● AUFGABENSTELLUNG
Wandle sämtliche Zeilen der folgenden Datensätze in eine JSON-Liste von Zeichenketten um, eine Zeichenkette je Zeile. Leerzeilen lässt du weg.

● GESPEICHERTE DATENSÄTZE
***

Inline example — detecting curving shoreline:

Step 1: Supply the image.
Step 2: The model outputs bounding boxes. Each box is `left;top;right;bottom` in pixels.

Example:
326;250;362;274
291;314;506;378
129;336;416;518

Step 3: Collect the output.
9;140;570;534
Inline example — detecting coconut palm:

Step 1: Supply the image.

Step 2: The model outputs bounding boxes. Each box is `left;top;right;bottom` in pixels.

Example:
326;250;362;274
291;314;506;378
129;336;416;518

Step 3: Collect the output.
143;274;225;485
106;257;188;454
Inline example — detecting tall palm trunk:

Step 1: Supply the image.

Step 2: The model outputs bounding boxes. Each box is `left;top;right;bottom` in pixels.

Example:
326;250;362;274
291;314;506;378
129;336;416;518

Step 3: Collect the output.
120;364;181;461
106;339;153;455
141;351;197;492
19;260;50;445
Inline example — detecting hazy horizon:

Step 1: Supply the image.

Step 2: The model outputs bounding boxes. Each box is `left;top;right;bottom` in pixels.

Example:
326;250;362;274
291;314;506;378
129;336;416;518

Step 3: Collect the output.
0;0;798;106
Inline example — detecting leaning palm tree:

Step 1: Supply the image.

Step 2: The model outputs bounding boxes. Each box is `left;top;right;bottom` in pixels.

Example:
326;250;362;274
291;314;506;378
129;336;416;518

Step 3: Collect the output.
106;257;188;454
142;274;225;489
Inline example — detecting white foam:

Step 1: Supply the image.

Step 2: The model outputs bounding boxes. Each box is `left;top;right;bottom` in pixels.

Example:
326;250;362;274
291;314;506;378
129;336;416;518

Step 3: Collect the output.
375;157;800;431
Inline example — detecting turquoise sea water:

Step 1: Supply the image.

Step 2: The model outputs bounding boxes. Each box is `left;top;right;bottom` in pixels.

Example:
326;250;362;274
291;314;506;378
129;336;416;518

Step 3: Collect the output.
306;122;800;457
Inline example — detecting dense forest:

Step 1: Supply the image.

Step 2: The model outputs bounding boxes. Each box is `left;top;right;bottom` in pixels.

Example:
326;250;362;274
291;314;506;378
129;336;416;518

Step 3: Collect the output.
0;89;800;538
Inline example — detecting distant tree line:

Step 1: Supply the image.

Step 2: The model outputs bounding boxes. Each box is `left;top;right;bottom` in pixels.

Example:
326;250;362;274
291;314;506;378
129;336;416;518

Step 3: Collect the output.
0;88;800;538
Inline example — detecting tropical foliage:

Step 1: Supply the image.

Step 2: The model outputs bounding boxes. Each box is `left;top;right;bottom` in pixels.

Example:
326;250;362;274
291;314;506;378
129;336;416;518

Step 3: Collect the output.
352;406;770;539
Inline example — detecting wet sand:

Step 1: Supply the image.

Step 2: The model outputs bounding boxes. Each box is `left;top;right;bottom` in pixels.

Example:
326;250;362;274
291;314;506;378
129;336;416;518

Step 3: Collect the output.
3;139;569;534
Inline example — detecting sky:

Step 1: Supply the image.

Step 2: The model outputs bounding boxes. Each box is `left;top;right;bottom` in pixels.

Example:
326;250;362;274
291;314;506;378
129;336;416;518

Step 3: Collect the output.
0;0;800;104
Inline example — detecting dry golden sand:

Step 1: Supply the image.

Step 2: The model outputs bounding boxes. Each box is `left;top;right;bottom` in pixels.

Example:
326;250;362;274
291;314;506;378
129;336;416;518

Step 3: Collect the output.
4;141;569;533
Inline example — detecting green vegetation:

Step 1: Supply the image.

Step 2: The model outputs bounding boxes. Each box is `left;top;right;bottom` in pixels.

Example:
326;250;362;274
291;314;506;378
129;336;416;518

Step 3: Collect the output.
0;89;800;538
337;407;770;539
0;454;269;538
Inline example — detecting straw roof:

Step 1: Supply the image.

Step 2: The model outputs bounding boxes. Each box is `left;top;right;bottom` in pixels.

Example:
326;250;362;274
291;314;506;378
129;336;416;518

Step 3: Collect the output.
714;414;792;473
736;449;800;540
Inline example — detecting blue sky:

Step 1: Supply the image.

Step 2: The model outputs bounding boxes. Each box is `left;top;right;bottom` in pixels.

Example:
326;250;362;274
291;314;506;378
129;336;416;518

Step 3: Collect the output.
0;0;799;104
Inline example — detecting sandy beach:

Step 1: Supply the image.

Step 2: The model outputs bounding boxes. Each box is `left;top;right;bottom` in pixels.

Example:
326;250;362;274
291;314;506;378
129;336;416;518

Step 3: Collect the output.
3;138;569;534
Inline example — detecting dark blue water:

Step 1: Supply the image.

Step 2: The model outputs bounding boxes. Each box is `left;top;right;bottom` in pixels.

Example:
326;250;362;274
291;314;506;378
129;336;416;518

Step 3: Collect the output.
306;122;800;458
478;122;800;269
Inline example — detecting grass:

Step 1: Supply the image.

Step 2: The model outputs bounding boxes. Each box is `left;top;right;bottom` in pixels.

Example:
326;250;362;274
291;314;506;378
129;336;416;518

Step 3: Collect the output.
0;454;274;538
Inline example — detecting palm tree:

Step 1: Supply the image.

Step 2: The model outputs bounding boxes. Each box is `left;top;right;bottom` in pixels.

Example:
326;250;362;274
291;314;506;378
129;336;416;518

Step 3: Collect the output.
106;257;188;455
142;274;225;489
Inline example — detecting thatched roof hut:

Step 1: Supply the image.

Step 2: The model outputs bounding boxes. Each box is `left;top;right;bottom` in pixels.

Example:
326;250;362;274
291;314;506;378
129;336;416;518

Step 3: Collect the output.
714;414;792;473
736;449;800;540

***

● ANTWORT
[
  "Inline example — detecting curving shoreline:",
  "Step 1: Supply the image.",
  "Step 2: The model outputs bounding boxes. Each box is `left;top;right;bottom` in pixels.",
  "Example:",
  "326;250;362;274",
  "291;314;506;378",
  "129;336;416;518",
  "Step 3: Collect the output.",
  "9;140;570;534",
  "Inline example — detecting coconut palm:",
  "Step 1: Supply the image.",
  "Step 2: The model outputs bounding boxes. Each box is `left;top;right;bottom` in pixels.",
  "Example:",
  "326;250;362;274",
  "291;314;506;378",
  "129;336;416;518",
  "Step 3: Collect the output.",
  "143;274;225;485",
  "106;257;188;454",
  "Inline example — detecting tall palm trunk:",
  "Step 1: Supply the image.",
  "Step 2: The model outputs bounding boxes. Each box is `left;top;right;bottom` in pixels.",
  "Example:",
  "326;250;362;274",
  "291;314;506;378",
  "129;336;416;518",
  "Step 3: Collect the output.",
  "120;364;181;461",
  "106;339;153;455",
  "141;351;197;492",
  "19;260;50;445",
  "Inline example — detecting hazy horizon:",
  "Step 1: Supply the image.",
  "Step 2: The model outputs bounding boxes. Each box is `left;top;right;bottom` in pixels.",
  "Example:",
  "326;250;362;274",
  "291;314;506;378",
  "129;336;416;518",
  "Step 3: Collect the output.",
  "0;0;798;106",
  "Inline example — detecting leaning palm tree:",
  "Step 1: Supply the image.",
  "Step 2: The model outputs bounding boxes. Each box is `left;top;right;bottom` in pixels.",
  "Example:",
  "326;250;362;274",
  "291;314;506;378",
  "129;336;416;518",
  "Step 3: Collect the output.",
  "106;257;188;454",
  "142;274;225;489",
  "Inline example — detecting white foam:",
  "Step 1: Supply the image.",
  "Step 2: The model outputs bounding boxes. Each box is `left;top;right;bottom` in pixels.",
  "Example:",
  "326;250;362;274",
  "291;314;506;378",
  "129;336;416;518",
  "Step 3: Collect the output.",
  "375;157;800;431",
  "Inline example — detecting turquoise sea water:",
  "Step 1: Supply the image.",
  "Step 2: The model outputs bounding boxes. Each box is `left;top;right;bottom` in pixels.",
  "Example:",
  "326;250;362;274",
  "291;314;506;378",
  "129;336;416;518",
  "Step 3: Collect the output.",
  "306;122;800;457",
  "Inline example — detecting dense forest:",
  "Step 1: Supply the image.",
  "Step 2: The model outputs bounding boxes. Each box is `left;top;right;bottom` in pixels.",
  "Example:",
  "326;250;362;274",
  "291;314;506;378",
  "129;336;416;518",
  "Step 3: Collect the output.",
  "0;89;800;538",
  "Inline example — detecting distant tree line:",
  "Step 1: Supply the image.",
  "Step 2: The model outputs bounding boxes. Each box is `left;top;right;bottom` in pixels.",
  "Example:",
  "326;250;362;274",
  "291;314;506;378",
  "129;336;416;518",
  "Step 3: Collect the output.",
  "0;88;800;538",
  "Inline example — detecting tropical foliage:",
  "Step 1: Supply the image.",
  "Step 2: The model outputs bounding boxes. Each box is `left;top;right;bottom` in pixels.",
  "Example:",
  "326;250;362;274",
  "291;314;506;378",
  "129;336;416;518",
  "Step 3: Collect the output.",
  "352;406;770;539",
  "Inline example — detecting wet sand:",
  "Step 1: Supply the image.",
  "Step 2: The model outputs bounding boxes. Each box is `left;top;right;bottom` in pixels.",
  "Example:",
  "326;250;362;274",
  "291;314;506;378",
  "129;336;416;518",
  "Step 3: Collect the output.",
  "3;139;569;534",
  "Inline example — detecting sky:",
  "Step 1: Supply the image.",
  "Step 2: The model outputs bounding boxes. Each box is `left;top;right;bottom` in pixels.",
  "Example:",
  "326;250;362;274",
  "291;314;506;378",
  "129;336;416;518",
  "Step 3: Collect the output.",
  "0;0;800;104",
  "Inline example — detecting dry golden sand:",
  "Step 1: Supply the image.",
  "Step 2: The model outputs bounding boxes. Each box is `left;top;right;bottom` in pixels.",
  "Example:",
  "326;250;362;274",
  "291;314;506;378",
  "129;336;416;518",
  "Step 3: Collect the output.",
  "4;141;569;533",
  "Inline example — detecting green vegetation:",
  "Step 1: Supply the image.",
  "Step 2: The model outputs bounding boxes. Each box is `left;top;right;bottom` in pixels.",
  "Example:",
  "326;250;362;274",
  "291;314;506;378",
  "129;336;416;518",
  "Step 3: Collect the output.",
  "0;89;800;538",
  "337;407;770;539",
  "0;454;269;538",
  "Inline example — detecting straw roof:",
  "Step 1: Supply the image.",
  "Step 2: The model outputs bounding boxes. Each box is `left;top;right;bottom` in pixels.",
  "Example:",
  "326;250;362;274",
  "291;314;506;378",
  "129;336;416;518",
  "Step 3: Collect the output.",
  "714;414;792;473",
  "736;449;800;540",
  "Inline example — detecting blue sky:",
  "Step 1: Supply the image.",
  "Step 2: The model outputs bounding boxes. Each box is `left;top;right;bottom` in pixels.",
  "Example:",
  "326;250;362;274",
  "291;314;506;378",
  "129;336;416;518",
  "Step 3: Collect the output.",
  "0;0;799;104",
  "Inline example — detecting sandy beach:",
  "Step 1: Supply the image.",
  "Step 2: The model outputs bounding boxes. Each box is `left;top;right;bottom` in pixels.",
  "Example:",
  "326;250;362;274",
  "291;314;506;378",
  "129;336;416;518",
  "Step 3: Collect the output.",
  "3;138;569;534",
  "Inline example — detecting dark blue water:",
  "Step 1: Supply the image.",
  "Step 2: The model outputs bounding boxes. Each box is `left;top;right;bottom` in pixels.",
  "Example:",
  "326;250;362;274",
  "291;314;506;378",
  "129;336;416;518",
  "Step 3: Collect the output.",
  "306;122;800;458",
  "478;122;800;269",
  "Inline example — detecting grass:",
  "Step 1: Supply the image.",
  "Step 2: The model outputs bounding boxes. Each box is `left;top;right;bottom` in pixels.",
  "Example:",
  "326;250;362;274",
  "291;314;506;378",
  "129;336;416;518",
  "Step 3: Collect the output.",
  "0;454;274;538",
  "Inline example — detecting palm tree:",
  "Step 1: Supply the image.",
  "Step 2: The model outputs bounding boxes. Each box is `left;top;right;bottom` in pixels.",
  "Example:",
  "326;250;362;274",
  "291;314;506;378",
  "129;336;416;518",
  "Step 3: Collect the output.",
  "106;257;188;455",
  "142;274;225;489",
  "Inline example — detecting thatched roof hut:",
  "Step 1: Supply the image.",
  "Step 2: The model outputs bounding boxes. Each box is `left;top;right;bottom` in pixels.",
  "Example:",
  "326;250;362;274",
  "291;314;506;378",
  "129;336;416;518",
  "Step 3: Collect the output.",
  "714;414;792;473",
  "736;449;800;540"
]